» **Kegiatan**:
A. Jawab pertanyaan berikut berdasarkan artikel tentang utang pemerintah:
(i) Berapa total penerimaan pajak di akhir tahun?
(ii) Produk apa yang menjadi penopang terbesar bea keluar?
(iii) Berapa besar utang jatuh tempo yang harus dibayar pemerintah pada 2022?
B. Tuliskan semua teks dari artikel tentang utang pemerintah, mulai dari "Peningkatan penerimaan negara" terus ke bawah sampai "belum lama ini.", tanpa perubahan sedikit pun.

Breaking News

Ketiban Durian Runtuh, Utang Rp6 Ribu T Bisa Lunas Tahun Ini?

D'On, Jakarta,- Utang pemerintah Indonesia terus bertambah setiap tahun demi membiayai kebutuhan negara. Hal ini diperparah dengan adanya pandemi Covid-19 yang mengakibatkan jumlah utang meningkat drastis karena ekonomi lumpuh.


Adapun saat ini utang pemerintah sudah menembus angka Rp 6.000 triliun. Secara rasio terhadap produk domestik bruto (PDB), utang tersebut masih berada dalam posisi aman. Meski demikian, utang tersebut tetap harus dibayar.

Peningkatan penerimaan negara menjadi salah satu cara untuk melunasi setumpuk utang tersebut. Pada 2021 lalu, penerimaan negara meningkat drastis akibat kenaikan harga komoditas internasional. Hal ini tentunya bisa dimanfaatkan lagi oleh pemerintahan Presiden Joko Widodo (Jokowi).

"Karena komoditas melonjak luar biasa, pajak sektor pertambangan dari minus 43,4% menjadi 60,52% positif itu lonjakannya pada kuartal III. Saat Delta membabi buta kita naiknya justru tiga kali lipat," ungkap Menteri Keuangan Sri Mulyani Indrawati dalam konferensi pers belum lama ini.

Peningkatan juga muncul pada sektor industri pengolahan, perdagangan dan konstruksi, serta real estate. Secara total penerimaan pajak di akhir tahun mencapai Rp 1.277,5 triliun (103,9%) tumbuh 19,2%.

Dampak berikutnya terlihat pada bea keluar yang realisasinya mencapai Rp 34,6 triliun atau 1.933,7% dari target Anggaran Pendapatan dan Belanja Negara (APBN). Pertumbuhannya mencapai 708,2%. Adapun penopang terbesar adalah produk kelapa sawit dan tembaga.

Kemenkeu juga mencatat kenaikan pada penerimaan negara bukan pajak (PNBP). Realisasinya hingga akhir tahun adalah Rp 452 triliun atau tumbuh 31,5% menjadi 151,6% dari target APBN.

Hal ini didorong oleh pendapatan SDA Migas yang mencapai Rp 98 triliun atau tumbuh 41,9% akibat kenaikan harga minyak dunia dalam setahun terakhir. Kemudian SDA Non Migas mencapai Rp 52,8 triliun atau 181,4%, atau tumbuh 87,6% yang didukung oleh batu bara, tembaga, dan nikel.

Diketahui, Pemerintah Indonesia harus menyediakan dana untuk membayar utang yang jatuh tempo sebesar Rp 443,8 triliun pada 2022. Sebagian besar akan jatuh di paruh pertama tahun ini.

Economist & Fixed-income Research Bahana Sekuritas, Putera Satria Sambijantoro menilai pengelolaan utang Indonesia sejauh ini sudah amat baik. Diharapkan pada tahun ini penerbitan utang baru bisa dikurangi seiring masih tingginya harga komoditas dan kenaikan penerimaan pajak serta besarnya saldo anggaran lebih (SAL).

Di samping itu kewaspadaan tetap harus ditingkatkan, mengingat munculnya varian Omicron hingga kebijakan moneter pada negara maju. Salah satunya Amerika Serikat (AS) yang mampu mengguncang pasar keuangan global.

"Sebenarnya pasar memprediksi bahwa penerbitan utang bisa lebih rendah tahun depan. Dalam kondisi defisit fiskal yang menurun, apalagi turunnya jauh hampir 1% dari PDB, penerbitan hutang seharusnya berkurang, bukan malah naik," kata Satria dinukil dari CNBC Indonesia.

» **Materi yang Diberikan**:
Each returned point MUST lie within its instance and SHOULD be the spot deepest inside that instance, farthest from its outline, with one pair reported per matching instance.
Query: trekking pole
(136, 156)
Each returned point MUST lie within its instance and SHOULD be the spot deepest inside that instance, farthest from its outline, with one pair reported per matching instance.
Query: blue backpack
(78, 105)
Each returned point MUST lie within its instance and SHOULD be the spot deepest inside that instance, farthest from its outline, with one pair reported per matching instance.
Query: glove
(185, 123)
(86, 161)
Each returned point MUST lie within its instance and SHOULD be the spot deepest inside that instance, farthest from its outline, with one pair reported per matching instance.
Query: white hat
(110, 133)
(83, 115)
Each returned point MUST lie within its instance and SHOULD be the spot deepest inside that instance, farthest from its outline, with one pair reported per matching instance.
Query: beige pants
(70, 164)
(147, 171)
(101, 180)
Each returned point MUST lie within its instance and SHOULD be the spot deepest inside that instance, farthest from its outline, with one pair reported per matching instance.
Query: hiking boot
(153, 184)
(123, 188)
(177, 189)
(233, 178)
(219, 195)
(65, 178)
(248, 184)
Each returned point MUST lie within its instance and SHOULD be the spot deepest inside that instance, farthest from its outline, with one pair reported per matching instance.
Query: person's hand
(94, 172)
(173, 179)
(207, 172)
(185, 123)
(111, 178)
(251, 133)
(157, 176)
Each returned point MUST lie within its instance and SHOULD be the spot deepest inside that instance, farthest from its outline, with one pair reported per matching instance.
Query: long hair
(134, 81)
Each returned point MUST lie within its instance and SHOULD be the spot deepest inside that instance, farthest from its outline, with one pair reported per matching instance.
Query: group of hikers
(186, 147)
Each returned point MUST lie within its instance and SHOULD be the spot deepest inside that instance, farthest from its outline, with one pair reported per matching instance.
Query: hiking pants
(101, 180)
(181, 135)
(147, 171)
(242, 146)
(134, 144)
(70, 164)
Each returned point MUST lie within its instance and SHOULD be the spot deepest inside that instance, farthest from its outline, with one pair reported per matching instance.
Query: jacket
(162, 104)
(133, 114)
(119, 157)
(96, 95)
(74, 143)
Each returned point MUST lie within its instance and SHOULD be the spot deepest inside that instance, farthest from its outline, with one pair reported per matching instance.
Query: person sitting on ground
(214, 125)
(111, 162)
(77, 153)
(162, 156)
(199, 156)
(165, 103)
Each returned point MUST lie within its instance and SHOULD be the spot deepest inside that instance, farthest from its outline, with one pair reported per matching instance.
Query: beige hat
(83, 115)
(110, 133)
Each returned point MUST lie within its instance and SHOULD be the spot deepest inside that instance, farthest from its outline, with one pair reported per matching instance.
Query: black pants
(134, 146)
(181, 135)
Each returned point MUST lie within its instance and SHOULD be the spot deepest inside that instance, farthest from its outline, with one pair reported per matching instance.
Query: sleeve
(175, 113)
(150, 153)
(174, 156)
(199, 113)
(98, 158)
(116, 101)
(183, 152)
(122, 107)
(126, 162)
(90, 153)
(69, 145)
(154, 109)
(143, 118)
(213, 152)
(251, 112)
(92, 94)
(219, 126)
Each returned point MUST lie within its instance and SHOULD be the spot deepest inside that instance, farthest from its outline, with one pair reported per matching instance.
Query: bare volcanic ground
==
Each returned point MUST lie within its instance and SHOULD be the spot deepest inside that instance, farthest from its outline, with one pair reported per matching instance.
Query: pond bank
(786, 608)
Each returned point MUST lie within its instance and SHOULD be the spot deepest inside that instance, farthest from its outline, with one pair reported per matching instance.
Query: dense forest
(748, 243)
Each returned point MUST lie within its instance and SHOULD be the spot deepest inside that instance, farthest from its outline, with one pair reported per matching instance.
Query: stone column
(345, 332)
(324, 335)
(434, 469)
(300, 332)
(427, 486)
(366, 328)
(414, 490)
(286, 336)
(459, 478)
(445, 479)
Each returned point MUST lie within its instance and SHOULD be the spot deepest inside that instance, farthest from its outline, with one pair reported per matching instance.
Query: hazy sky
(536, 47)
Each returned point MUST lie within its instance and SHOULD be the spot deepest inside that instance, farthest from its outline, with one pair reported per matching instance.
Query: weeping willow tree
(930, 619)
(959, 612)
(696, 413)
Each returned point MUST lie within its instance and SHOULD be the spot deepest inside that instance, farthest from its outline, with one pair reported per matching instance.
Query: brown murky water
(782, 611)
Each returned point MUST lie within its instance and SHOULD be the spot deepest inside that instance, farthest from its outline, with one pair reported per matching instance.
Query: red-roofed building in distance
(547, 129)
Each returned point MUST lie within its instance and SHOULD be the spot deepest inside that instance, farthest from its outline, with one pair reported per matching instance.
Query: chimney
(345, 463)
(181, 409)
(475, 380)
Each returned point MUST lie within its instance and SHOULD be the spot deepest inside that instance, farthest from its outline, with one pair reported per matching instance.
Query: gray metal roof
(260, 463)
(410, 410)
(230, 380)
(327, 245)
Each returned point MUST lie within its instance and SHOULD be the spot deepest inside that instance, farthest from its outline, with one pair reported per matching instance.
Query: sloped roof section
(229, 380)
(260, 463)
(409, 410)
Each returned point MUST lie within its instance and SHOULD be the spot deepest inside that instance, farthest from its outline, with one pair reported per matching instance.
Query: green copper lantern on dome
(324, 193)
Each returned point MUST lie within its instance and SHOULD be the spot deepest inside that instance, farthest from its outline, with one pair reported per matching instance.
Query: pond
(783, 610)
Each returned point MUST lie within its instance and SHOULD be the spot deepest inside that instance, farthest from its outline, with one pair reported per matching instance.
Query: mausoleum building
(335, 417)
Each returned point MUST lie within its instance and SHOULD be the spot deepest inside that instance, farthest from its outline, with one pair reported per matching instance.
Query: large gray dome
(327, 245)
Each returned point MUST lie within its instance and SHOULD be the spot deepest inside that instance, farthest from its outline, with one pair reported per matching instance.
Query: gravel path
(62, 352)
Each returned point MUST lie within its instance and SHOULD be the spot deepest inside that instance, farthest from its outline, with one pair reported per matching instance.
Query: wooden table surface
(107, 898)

» **Jawaban per Tugas**:
A.
(i) Rp 1.277,5 triliun
(ii) Kelapa sawit dan tembaga
(iii) Rp 443,8 triliun

B.
Peningkatan penerimaan negara menjadi salah satu cara untuk melunasi setumpuk utang tersebut. Pada 2021 lalu, penerimaan negara meningkat drastis akibat kenaikan harga komoditas internasional. Hal ini tentunya bisa dimanfaatkan lagi oleh pemerintahan Presiden Joko Widodo (Jokowi).

"Karena komoditas melonjak luar biasa, pajak sektor pertambangan dari minus 43,4% menjadi 60,52% positif itu lonjakannya pada kuartal III. Saat Delta membabi buta kita naiknya justru tiga kali lipat," ungkap Menteri Keuangan Sri Mulyani Indrawati dalam konferensi pers belum lama ini.